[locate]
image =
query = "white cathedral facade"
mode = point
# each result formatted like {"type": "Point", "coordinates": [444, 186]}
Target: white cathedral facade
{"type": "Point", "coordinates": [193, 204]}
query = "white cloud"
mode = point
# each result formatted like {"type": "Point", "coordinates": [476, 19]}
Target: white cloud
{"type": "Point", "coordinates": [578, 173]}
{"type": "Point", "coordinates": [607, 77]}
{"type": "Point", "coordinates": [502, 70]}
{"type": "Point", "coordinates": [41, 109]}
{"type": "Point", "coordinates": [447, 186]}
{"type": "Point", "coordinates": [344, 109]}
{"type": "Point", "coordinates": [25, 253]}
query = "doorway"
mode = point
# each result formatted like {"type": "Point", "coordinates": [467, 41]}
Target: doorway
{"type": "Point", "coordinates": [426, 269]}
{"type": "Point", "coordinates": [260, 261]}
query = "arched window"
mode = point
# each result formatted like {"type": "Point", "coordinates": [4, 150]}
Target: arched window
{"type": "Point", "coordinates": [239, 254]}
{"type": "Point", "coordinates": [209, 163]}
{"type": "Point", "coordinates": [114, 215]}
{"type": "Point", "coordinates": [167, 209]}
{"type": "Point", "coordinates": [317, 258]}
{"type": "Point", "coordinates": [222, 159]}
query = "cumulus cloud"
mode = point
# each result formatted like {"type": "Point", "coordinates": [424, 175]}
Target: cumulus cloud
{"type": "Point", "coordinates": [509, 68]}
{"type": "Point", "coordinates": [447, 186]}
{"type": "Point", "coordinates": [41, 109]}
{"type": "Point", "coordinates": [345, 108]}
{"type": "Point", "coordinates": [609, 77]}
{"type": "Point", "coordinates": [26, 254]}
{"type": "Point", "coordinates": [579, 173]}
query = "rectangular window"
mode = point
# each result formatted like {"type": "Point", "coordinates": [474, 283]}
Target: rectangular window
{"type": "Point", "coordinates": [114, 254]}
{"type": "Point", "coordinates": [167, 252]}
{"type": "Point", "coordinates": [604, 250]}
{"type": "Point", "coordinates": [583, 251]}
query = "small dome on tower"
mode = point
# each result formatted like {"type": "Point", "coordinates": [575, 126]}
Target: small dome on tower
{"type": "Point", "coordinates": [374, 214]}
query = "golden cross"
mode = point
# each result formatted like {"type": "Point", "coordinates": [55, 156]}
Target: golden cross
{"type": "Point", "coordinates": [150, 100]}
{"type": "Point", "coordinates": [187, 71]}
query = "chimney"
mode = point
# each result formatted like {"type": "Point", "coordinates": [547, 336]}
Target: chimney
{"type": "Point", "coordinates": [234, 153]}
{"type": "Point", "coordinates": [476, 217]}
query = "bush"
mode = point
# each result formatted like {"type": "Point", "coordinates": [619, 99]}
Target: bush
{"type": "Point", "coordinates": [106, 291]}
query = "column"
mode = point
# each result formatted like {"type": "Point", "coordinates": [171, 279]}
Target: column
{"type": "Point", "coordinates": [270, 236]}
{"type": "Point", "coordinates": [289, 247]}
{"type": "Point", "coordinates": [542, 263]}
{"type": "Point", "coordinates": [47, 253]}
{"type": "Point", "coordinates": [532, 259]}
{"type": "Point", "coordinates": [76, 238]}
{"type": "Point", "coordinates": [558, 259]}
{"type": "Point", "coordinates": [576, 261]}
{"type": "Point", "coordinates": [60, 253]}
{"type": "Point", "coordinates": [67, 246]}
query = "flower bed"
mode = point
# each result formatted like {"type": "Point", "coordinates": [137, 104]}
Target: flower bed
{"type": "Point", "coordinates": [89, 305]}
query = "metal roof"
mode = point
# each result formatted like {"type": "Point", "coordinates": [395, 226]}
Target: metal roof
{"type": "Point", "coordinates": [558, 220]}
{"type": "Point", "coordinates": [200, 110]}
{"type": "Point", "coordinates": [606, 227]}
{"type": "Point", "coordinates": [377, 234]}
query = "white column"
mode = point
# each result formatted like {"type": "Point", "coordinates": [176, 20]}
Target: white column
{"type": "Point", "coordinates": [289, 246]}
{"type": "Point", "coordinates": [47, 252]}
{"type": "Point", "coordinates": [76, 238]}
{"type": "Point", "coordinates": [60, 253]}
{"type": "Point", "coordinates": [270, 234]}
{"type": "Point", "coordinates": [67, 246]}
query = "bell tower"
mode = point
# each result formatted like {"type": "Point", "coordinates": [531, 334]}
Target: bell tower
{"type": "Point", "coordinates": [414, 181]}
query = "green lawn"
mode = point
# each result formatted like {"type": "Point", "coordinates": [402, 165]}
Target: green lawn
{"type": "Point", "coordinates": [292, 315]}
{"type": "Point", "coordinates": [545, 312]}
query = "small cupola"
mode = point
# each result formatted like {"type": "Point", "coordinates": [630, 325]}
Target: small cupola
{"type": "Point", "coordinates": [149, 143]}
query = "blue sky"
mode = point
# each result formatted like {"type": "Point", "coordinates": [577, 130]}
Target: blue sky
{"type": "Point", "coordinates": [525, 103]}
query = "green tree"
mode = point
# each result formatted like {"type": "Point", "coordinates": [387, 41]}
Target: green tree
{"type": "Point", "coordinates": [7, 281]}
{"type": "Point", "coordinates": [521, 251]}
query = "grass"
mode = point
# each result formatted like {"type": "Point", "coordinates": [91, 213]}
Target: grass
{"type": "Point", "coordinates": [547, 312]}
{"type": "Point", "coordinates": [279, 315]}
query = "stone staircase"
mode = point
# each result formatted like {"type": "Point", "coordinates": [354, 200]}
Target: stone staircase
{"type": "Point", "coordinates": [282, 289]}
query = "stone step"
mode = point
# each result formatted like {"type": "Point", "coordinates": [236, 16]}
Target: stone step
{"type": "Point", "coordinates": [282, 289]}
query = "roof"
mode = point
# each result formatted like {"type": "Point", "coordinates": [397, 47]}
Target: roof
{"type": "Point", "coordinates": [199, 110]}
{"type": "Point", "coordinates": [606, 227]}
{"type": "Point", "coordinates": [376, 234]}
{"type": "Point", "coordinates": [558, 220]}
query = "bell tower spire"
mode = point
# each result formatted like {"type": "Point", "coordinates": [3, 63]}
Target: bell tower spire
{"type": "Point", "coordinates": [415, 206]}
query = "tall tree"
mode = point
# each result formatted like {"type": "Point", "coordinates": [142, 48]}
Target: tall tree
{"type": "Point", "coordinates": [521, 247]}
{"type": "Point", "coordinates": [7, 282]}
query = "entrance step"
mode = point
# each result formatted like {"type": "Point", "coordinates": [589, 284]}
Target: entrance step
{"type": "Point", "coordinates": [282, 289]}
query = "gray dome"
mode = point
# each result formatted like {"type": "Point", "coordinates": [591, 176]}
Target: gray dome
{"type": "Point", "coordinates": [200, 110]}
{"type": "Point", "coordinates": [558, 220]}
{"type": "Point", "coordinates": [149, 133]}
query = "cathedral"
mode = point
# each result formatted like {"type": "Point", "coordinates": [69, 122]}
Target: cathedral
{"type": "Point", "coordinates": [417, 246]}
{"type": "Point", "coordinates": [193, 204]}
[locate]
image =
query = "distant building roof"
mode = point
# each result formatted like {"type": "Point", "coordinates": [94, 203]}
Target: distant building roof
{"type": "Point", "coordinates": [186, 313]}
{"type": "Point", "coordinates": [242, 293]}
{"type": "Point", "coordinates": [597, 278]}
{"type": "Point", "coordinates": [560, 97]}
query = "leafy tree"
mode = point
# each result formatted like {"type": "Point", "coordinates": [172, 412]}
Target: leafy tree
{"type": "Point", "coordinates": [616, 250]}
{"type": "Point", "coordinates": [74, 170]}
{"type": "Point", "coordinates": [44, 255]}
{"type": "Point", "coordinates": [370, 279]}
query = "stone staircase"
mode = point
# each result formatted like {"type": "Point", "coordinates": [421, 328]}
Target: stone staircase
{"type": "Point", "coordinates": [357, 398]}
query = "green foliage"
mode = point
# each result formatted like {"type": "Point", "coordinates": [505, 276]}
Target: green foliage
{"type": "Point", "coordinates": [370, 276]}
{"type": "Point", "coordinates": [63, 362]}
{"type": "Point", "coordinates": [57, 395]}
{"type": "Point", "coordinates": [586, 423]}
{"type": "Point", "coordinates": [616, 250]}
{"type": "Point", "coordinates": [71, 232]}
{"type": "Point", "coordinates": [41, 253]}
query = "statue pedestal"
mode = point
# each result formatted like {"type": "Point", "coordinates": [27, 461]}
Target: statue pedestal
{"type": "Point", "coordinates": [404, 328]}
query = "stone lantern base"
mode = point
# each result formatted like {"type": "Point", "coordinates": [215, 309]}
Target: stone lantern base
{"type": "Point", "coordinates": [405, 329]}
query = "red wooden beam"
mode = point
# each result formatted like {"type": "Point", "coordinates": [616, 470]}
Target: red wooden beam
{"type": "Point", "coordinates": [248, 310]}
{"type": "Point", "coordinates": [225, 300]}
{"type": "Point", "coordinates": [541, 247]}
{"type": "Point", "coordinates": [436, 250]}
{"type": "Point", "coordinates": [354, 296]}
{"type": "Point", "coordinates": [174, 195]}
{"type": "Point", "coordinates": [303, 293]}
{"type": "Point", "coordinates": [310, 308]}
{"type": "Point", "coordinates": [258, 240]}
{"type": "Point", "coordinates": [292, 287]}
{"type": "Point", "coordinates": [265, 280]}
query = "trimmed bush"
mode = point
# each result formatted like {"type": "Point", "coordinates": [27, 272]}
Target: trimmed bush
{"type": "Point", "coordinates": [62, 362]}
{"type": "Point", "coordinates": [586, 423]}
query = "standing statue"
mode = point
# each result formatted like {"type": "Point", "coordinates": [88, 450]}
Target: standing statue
····················
## How to complete this task
Your task is to say how many lines in the entries above contain the word "standing". Please write only the number.

## The completed task
2